### [Data records]
····················

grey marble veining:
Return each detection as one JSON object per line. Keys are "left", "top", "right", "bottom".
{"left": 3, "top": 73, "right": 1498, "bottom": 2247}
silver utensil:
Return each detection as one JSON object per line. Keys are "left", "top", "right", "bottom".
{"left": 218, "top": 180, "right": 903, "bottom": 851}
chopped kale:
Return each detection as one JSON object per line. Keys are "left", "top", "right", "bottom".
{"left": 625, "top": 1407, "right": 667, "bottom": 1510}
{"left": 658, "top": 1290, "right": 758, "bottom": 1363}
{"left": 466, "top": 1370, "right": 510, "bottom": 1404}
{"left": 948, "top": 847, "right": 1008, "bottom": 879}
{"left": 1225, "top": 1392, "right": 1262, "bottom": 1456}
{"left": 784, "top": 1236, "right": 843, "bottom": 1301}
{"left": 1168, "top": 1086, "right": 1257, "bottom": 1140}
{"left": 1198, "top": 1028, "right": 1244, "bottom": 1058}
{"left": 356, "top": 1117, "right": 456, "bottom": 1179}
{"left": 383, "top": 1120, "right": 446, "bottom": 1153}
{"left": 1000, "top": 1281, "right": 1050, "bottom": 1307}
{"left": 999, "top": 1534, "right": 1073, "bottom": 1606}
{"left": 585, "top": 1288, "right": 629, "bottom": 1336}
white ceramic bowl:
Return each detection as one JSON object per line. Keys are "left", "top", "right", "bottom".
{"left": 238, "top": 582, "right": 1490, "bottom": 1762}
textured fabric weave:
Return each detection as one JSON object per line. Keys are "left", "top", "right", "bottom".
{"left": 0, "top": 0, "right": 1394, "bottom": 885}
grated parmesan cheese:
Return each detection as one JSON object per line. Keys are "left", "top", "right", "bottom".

····················

Nothing may be left out: return each entry exactly as it reads.

### [Response]
grey marble veining:
Return each detection as one JSON object per line. Keys are "left", "top", "right", "bottom".
{"left": 3, "top": 73, "right": 1498, "bottom": 2247}
silver utensil:
Return each detection as one JSON object per line. Keys are "left", "top", "right", "bottom".
{"left": 218, "top": 180, "right": 903, "bottom": 851}
chopped kale:
Return each detection as one JSON object per line. Keys are "left", "top", "right", "bottom".
{"left": 625, "top": 1407, "right": 667, "bottom": 1510}
{"left": 658, "top": 1290, "right": 758, "bottom": 1363}
{"left": 466, "top": 1370, "right": 510, "bottom": 1404}
{"left": 948, "top": 847, "right": 1008, "bottom": 879}
{"left": 1225, "top": 1392, "right": 1262, "bottom": 1456}
{"left": 784, "top": 1236, "right": 843, "bottom": 1301}
{"left": 1168, "top": 1086, "right": 1257, "bottom": 1140}
{"left": 1198, "top": 1028, "right": 1244, "bottom": 1058}
{"left": 356, "top": 1117, "right": 456, "bottom": 1179}
{"left": 383, "top": 1120, "right": 446, "bottom": 1153}
{"left": 1000, "top": 1281, "right": 1050, "bottom": 1307}
{"left": 999, "top": 1534, "right": 1073, "bottom": 1606}
{"left": 585, "top": 1288, "right": 629, "bottom": 1336}
white ceramic bowl:
Return each detection as one JSON object per line. Keys are "left", "top", "right", "bottom".
{"left": 238, "top": 582, "right": 1490, "bottom": 1762}
textured fabric weave:
Return each detection as one JSON object per line. Keys are "left", "top", "right", "bottom".
{"left": 0, "top": 0, "right": 1394, "bottom": 885}
grated parmesan cheese:
Return each detection as one JSON object per line. Keys are "left", "top", "right", "bottom".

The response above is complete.